### SOURCE
Thursday, September 21, 2017

Christie Lamb has her Judgement Day

Australian singer-songwriter Christie Lamb released her second album, Loaded, earlier this year, and it seems as though she has packed every day since with achievements. I had a chat to her recently about the song and its video, as well as her recent trip to Nashville and a lovely highlight for her year.

How long were you in Nashville?
Five weeks, it ended up being. It was a pretty lengthy trip, doing lots of songwriting. I think I came back with about thirty-five songs, so it was pretty busy.

Do you arrive and go straight to work? Is it set up as appointments with co-writers every day? How does it work?
I went from the 17th of July to the 20th of August but I started booking in the songwriting sessions probably from end of March, start of April. Sending out emails – These are the dates that I’m here, I’d love to write – can we get a couple of sessions in? Or if it was a new writer, just trying to get the one session with them, see how we worked together. So it was pretty crazy and some people booked that far in advance and some didn’t, so there was less to choose from and it was hard trying to fit those in at the end. But it worked out quite well. There was a couple of days when we were doing double-writes a day, particularly towards the end of the trip when we were just trying to make extra sessions fit in. But it was great. Èvery writer over there was great to work with – we didn’t have anyone we couldn’t get a song out of [laughs]. It was very productive. But then on the weekends we had some time off.

What happens if you get to the end of a session, and it’s your last session with that person, and the song’s kind of hanging? Do you go away and finish it?
I think I’ve got one song like that, that I have to just tidy up a little bit. We’ve got the first verse and the chorus – it’s the second-verse curse, we call it. You get to the second verse and go, ‘Now, what have I got left?’ So there’s only one song that I’ve got to finish up and agree to what the exact lines are for the second verse, but we’ve got the bridge and the chorus and the first verse, and we’ve got the melody for all of it, it’s just lyrics. So the fact that we all know how that melody goes, and how it’s going to be phrased and how many words have to fit, it just means we can send each other an email back and forth to finish off those lyrics. But it’s not very likely that that does happen. Some of the songwriting sessions it depends how busy the writers are. Generally you get three hours to write a song. Sometimes, particularly if it’s an afternoon, we’ve gone four hours and we make sure we get it done. Sometimes that extra hour can help with those little tweaks and getting the song together structurally.

When you go into that structured songwriting do you find it easy to switch on to that mindset of now you’re writing a song, or does it take a little bit of preparation?

### WHAT THE TASK REQUIRES
Reproduce the passage of the Christie Lamb interview that begins with the words containing "Thursday, September 21, 2017" and ends with "you in Nashville?", word for word. The lines that come next have no connection to the Christie Lamb interview.

### SUPPLIED INFORMATION
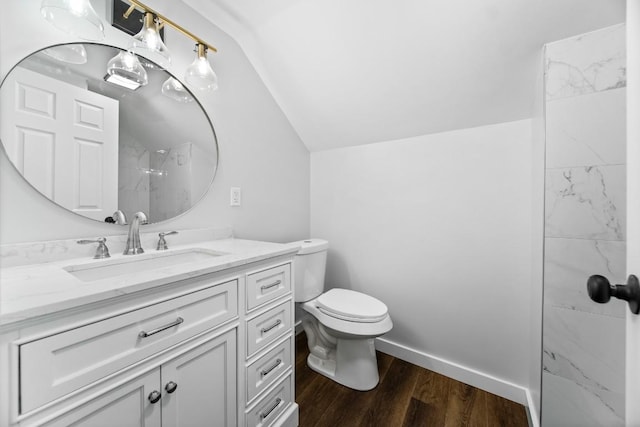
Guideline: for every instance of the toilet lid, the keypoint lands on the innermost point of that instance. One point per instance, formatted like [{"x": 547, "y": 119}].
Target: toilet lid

### RESPONSE TO THIS EXERCISE
Thursday, September 21, 2017

Christie Lamb has her Judgement Day

Australian singer-songwriter Christie Lamb released her second album, Loaded, earlier this year, and it seems as though she has packed every day since with achievements. I had a chat to her recently about the song and its video, as well as her recent trip to Nashville and a lovely highlight for her year.

How long were you in Nashville?